• The exercise
Repeat all of the entries below word for word, but leave the pictures out of your answer.

Entries on locating named things
▬▬▬▬▬▬
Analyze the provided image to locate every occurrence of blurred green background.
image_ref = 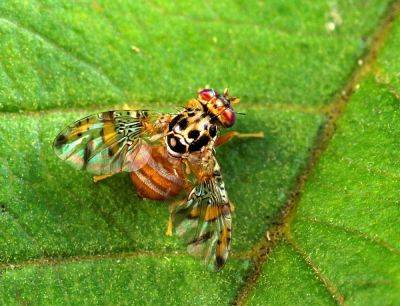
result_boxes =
[0,0,400,305]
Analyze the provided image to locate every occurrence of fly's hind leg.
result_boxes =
[215,131,264,147]
[93,174,114,183]
[165,200,186,236]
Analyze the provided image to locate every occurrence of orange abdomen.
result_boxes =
[131,146,185,200]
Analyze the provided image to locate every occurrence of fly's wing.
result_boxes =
[53,110,150,175]
[173,160,232,271]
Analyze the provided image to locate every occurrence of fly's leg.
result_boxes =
[165,200,186,236]
[93,174,114,183]
[215,131,264,147]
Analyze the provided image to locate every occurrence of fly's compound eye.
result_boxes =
[198,88,217,102]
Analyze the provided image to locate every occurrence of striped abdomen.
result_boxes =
[131,147,185,200]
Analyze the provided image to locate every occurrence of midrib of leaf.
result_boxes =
[234,1,400,305]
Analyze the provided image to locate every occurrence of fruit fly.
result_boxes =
[53,88,263,270]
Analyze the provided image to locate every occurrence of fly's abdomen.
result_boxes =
[131,147,185,200]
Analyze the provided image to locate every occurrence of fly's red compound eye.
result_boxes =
[199,89,217,101]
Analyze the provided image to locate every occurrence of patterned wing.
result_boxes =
[173,161,232,271]
[53,110,149,175]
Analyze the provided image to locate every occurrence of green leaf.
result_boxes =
[0,0,400,305]
[249,15,400,305]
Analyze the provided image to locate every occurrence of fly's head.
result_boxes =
[197,88,239,128]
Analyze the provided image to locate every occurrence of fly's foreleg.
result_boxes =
[215,131,264,147]
[93,174,114,183]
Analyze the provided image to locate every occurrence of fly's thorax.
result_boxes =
[165,108,217,157]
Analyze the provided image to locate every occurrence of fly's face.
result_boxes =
[197,88,239,128]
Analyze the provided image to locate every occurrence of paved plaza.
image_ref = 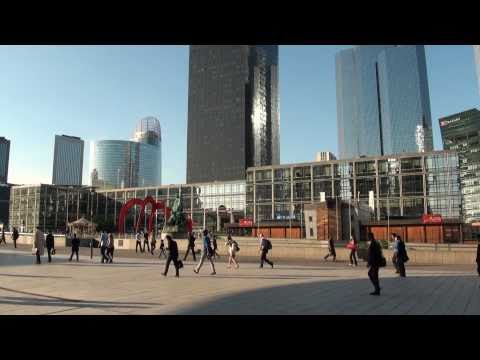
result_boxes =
[0,248,480,315]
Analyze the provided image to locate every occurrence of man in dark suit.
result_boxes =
[162,235,180,277]
[45,230,55,262]
[367,233,382,295]
[183,232,197,261]
[397,235,408,277]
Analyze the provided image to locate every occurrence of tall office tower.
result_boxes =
[473,45,480,93]
[52,135,84,185]
[0,137,10,184]
[90,117,162,189]
[187,45,280,183]
[335,45,433,159]
[439,109,480,223]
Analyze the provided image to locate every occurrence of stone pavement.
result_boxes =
[0,248,480,315]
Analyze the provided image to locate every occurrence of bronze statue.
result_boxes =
[167,194,186,229]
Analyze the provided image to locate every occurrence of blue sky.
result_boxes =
[0,45,480,184]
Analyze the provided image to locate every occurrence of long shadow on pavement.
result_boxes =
[177,274,480,315]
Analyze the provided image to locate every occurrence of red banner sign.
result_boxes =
[422,214,442,224]
[239,219,253,227]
▬▬▬▬▬▬
• Answer to the problem
Analyze the provided image to locate every occurrence of blurred green background.
image_ref = 
result_boxes =
[0,0,400,305]
Analyze the provided image to locate every occurrence of fly's hind leg.
result_boxes =
[215,131,264,147]
[93,174,114,183]
[165,200,186,236]
Analyze the provided image to locate every occurrence of orange abdomen.
result_boxes =
[131,146,185,200]
Analyze the provided image to locate every occurrence of fly's wing.
result_boxes =
[53,110,150,175]
[173,160,232,271]
Analyze the provided image to locate every occurrence of fly's leg.
result_boxes =
[165,200,186,236]
[93,174,114,183]
[215,131,264,147]
Analyze the provided image to locate every occurrence of fly's compound eye.
result_boxes =
[198,88,217,102]
Analyze the provided image to locate every occurrence of striped abdomen.
result_boxes =
[131,147,185,200]
Analyze the provided image to locate every occurrence of midrib of leaf.
result_boxes =
[234,1,400,305]
Analyze the provided image to locate every occurrence of fruit fly.
result_boxes =
[53,88,263,270]
Analyze the provided image to locate every occurrence of fly's abdomen.
result_boxes =
[131,147,185,200]
Analyze the provided image to locate every occurrence of fly's red compound eye.
result_boxes =
[199,89,217,101]
Analyze the provided image to locate every occurrence of patterned wing.
result_boxes =
[173,161,232,271]
[53,110,149,175]
Analyze the provided image to locate every occurrence of green leaf.
result_boxes =
[0,0,400,305]
[249,15,400,305]
Analyze the provided image to locate every occurrence of fly's head.
result_boxes =
[197,88,239,128]
Analyze the provided image to locate every occurrence of fly's foreleg.
result_boxes =
[215,131,264,147]
[93,174,114,183]
Analyze the provided image to locate every occurrence of fly's thorax.
result_boxes =
[165,108,217,157]
Analyze the provided image to locate every occurrence of fly's face.
result_boxes =
[197,88,239,128]
Analyze the provided image to locate every occurrence of paved plaza.
image_ref = 
result_boxes =
[0,248,480,315]
Analyze the provided image to locate every occurrence of man in dark suit.
result_boxes =
[162,235,180,277]
[45,230,55,262]
[367,233,382,295]
[183,232,197,261]
[397,235,408,277]
Analyze the provided image to locate every occurrence of tall office tower.
result_boxes =
[473,45,480,93]
[52,135,84,185]
[0,137,10,184]
[90,117,162,189]
[187,45,280,183]
[335,45,433,159]
[439,109,480,223]
Analyze the provided image to locate every occurrence of stone pavement.
result_boxes =
[0,248,480,315]
Analyze the provided image to locate every occurrence of bronze statue.
result_boxes =
[167,194,186,229]
Analyze the provided image to locate every occurrence of blue sky.
result_boxes =
[0,45,480,184]
Analyze the provided image to locate every occurrence of long shadow on pavement.
result_boxes =
[177,274,480,315]
Analyze the provided image to locate every occurrence of red banner sign.
result_boxes =
[422,214,442,224]
[239,219,253,227]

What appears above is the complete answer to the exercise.